Activity ▸
When the line containing "Category: black belt" appears in the entries below, begin printing there and stop after the line containing "pixel 105 255"; print each of those lines exactly and no other line.

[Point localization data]
== Segment start ==

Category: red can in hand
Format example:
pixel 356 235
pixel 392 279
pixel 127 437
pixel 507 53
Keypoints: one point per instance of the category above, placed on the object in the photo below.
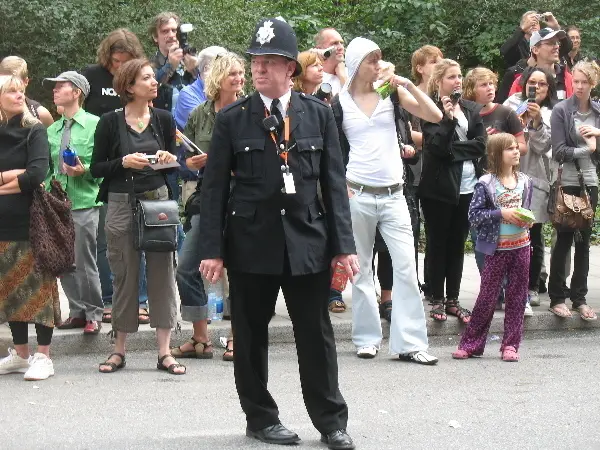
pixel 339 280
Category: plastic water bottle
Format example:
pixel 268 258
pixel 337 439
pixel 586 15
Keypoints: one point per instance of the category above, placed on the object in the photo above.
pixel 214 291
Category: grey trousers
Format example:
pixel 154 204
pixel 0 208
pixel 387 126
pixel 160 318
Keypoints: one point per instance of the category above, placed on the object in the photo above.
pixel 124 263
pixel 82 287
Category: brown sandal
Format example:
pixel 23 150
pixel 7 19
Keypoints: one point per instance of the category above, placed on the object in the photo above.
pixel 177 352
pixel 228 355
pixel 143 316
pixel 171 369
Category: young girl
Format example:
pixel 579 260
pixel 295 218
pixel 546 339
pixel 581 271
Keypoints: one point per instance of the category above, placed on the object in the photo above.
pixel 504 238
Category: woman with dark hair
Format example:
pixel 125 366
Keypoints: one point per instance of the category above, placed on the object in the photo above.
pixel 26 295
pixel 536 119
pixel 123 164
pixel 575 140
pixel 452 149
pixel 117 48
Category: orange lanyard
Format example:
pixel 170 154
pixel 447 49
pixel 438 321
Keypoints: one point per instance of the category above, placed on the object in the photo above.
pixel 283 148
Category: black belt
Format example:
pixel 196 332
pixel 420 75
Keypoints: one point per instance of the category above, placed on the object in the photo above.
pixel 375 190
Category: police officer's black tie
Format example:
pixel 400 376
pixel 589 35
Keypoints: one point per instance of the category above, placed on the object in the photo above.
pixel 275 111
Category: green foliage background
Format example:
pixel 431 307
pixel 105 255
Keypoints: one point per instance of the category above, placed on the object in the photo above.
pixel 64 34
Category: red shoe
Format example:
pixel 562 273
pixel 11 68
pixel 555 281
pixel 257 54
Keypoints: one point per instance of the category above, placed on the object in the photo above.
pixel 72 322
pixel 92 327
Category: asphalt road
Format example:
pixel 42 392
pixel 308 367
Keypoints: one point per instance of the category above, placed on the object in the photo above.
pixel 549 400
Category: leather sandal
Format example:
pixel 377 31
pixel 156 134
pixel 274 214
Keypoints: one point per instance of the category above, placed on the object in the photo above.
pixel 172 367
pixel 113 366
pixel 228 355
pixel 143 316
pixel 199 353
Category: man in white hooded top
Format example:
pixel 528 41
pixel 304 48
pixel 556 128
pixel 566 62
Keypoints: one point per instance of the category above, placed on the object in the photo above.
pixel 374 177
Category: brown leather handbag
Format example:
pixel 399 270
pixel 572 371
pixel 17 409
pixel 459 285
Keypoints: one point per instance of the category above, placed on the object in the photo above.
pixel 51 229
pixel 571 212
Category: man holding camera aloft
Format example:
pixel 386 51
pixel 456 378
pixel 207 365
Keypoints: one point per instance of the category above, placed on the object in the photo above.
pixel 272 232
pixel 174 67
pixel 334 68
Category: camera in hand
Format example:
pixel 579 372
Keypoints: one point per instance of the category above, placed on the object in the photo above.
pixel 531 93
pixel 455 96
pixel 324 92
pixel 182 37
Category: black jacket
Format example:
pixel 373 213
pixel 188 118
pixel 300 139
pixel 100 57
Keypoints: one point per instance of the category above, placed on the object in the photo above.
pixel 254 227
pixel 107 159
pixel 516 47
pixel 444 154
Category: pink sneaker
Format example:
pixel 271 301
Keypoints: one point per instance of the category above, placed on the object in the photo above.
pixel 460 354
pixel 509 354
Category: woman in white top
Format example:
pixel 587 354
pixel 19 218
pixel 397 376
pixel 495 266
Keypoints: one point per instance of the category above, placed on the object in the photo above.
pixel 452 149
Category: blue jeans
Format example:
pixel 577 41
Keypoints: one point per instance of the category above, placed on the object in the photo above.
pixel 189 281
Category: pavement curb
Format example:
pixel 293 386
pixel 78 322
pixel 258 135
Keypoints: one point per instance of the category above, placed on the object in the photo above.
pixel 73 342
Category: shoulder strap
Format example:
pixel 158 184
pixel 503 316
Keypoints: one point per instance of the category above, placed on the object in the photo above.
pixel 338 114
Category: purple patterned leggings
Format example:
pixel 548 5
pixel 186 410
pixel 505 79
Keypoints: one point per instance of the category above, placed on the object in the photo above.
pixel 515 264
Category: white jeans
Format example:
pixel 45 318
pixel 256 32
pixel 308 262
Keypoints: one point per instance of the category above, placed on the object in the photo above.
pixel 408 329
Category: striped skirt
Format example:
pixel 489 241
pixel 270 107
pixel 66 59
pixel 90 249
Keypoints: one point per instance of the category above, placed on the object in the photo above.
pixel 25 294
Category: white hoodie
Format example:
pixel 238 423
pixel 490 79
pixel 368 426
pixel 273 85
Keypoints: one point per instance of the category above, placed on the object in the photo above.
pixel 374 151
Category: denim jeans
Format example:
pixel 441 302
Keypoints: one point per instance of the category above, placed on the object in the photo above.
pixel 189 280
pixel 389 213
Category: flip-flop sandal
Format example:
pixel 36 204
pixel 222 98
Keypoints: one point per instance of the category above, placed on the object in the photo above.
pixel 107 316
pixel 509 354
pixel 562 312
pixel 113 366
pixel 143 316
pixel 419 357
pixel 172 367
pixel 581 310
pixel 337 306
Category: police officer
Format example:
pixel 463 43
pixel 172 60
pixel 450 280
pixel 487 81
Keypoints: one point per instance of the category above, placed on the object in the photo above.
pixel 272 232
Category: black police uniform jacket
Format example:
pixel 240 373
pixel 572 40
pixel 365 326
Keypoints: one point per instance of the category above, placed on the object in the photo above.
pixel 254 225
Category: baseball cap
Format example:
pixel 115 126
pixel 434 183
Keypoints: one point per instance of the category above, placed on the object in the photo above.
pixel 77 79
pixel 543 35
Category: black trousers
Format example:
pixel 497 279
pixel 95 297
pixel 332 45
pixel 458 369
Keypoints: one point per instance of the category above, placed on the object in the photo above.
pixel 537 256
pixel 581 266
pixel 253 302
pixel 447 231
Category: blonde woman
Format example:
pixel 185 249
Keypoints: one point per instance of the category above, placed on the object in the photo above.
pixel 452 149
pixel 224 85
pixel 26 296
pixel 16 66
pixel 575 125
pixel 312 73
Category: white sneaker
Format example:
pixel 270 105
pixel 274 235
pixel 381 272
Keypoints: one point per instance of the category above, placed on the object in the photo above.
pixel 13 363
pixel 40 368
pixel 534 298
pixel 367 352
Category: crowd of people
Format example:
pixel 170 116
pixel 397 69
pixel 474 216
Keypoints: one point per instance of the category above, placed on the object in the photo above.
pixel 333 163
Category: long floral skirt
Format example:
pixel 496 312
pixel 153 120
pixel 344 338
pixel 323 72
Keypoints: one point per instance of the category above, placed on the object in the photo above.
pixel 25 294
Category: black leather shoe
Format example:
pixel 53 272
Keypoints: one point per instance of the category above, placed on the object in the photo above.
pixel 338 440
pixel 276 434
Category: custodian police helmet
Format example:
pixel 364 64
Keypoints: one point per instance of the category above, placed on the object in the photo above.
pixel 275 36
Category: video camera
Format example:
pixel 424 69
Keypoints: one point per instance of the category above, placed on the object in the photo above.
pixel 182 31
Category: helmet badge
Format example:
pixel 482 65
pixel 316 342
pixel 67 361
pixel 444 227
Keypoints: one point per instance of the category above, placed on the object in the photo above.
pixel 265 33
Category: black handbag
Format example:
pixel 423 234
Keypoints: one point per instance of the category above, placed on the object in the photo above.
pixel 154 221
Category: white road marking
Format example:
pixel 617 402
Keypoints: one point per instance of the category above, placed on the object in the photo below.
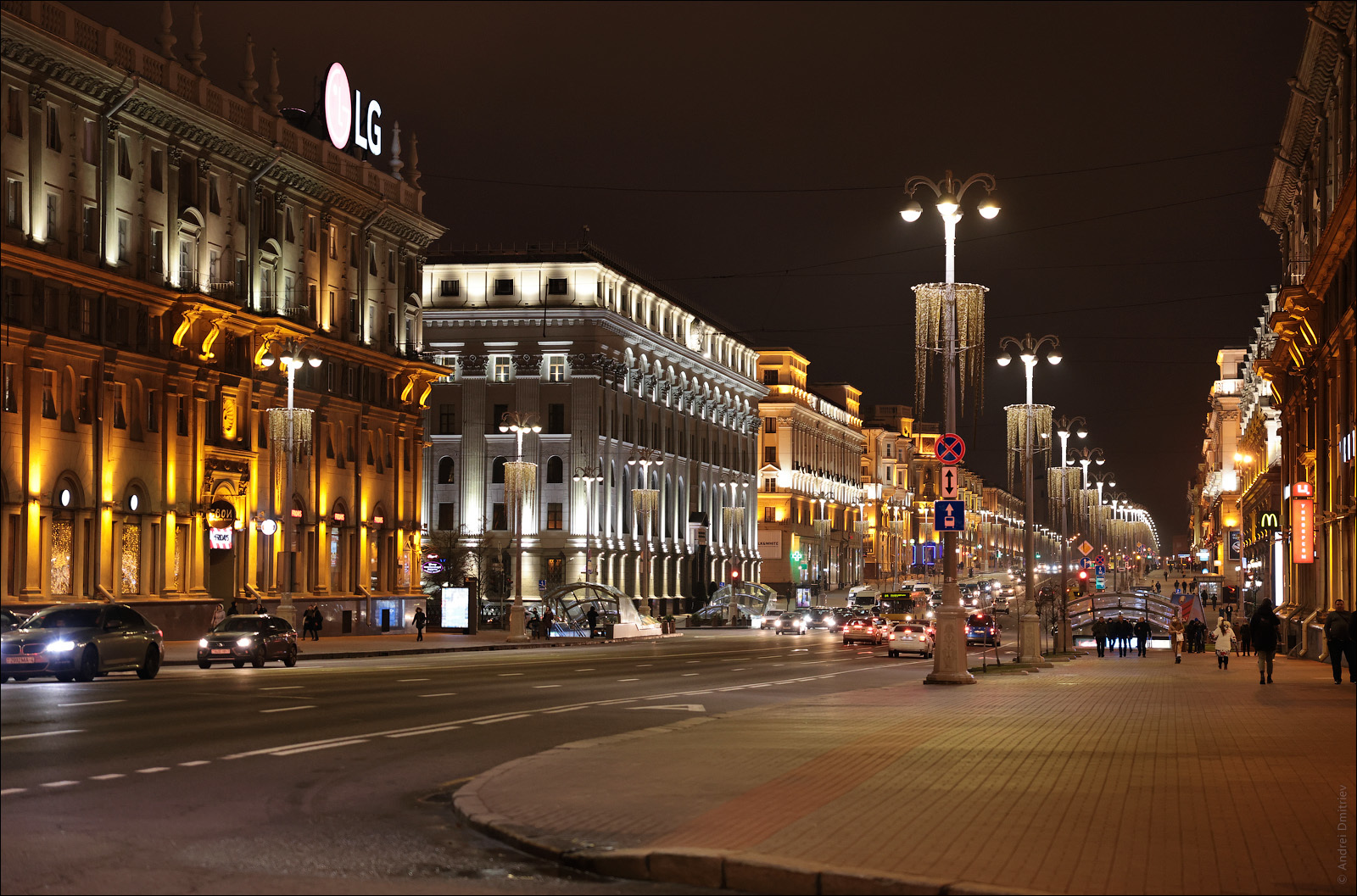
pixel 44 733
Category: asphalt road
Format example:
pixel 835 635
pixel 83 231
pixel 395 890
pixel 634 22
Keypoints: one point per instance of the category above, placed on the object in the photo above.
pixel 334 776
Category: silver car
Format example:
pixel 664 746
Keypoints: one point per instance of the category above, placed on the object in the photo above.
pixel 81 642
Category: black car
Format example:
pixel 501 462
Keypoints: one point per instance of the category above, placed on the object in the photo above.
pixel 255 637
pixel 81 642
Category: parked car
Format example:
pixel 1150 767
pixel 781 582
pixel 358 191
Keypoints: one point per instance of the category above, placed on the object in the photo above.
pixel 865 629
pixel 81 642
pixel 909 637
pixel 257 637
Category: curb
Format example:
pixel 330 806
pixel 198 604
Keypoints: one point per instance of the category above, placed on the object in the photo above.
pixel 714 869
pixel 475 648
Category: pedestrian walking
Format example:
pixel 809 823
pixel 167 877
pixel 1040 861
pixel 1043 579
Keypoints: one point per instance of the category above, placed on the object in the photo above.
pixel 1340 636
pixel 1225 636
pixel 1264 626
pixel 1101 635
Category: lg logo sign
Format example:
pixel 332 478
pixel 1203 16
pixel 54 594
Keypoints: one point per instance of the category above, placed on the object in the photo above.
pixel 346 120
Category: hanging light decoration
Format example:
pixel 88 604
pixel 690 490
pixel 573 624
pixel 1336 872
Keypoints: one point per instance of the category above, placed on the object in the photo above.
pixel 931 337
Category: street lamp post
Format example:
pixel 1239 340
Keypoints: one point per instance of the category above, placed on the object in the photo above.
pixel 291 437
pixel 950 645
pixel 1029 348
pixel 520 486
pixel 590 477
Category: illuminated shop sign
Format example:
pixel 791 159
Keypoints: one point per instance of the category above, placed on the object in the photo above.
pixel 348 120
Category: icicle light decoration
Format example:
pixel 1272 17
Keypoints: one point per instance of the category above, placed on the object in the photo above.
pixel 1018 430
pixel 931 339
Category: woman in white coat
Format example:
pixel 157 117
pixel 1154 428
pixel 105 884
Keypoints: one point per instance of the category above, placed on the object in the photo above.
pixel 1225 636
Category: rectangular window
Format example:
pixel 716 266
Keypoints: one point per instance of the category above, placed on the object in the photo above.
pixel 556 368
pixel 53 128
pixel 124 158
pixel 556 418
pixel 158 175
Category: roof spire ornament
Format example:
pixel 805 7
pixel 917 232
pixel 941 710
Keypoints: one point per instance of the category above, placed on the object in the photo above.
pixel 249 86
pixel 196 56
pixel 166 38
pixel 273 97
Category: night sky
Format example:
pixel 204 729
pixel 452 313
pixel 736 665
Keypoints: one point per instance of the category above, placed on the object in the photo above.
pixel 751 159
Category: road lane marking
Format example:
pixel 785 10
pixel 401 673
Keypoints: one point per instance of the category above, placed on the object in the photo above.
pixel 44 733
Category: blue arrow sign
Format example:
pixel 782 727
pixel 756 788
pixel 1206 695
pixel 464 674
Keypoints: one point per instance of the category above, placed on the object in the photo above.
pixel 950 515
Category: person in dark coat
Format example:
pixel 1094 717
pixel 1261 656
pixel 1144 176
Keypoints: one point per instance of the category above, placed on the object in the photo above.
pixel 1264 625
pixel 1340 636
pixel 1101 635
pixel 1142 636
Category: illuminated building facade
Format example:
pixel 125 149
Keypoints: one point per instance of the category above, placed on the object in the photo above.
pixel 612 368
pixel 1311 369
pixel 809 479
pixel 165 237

== Segment end ==

Response to this task ▸
Category: black belt
Format example:
pixel 196 332
pixel 420 75
Keypoints: one point per instance of the category above, placed on the object in the photo above.
pixel 375 190
Category: police officer's black tie
Format example:
pixel 400 376
pixel 589 35
Keypoints: one point per instance of the category above, placed on the object in the photo above.
pixel 275 111
Category: green foliage background
Format example:
pixel 431 307
pixel 105 255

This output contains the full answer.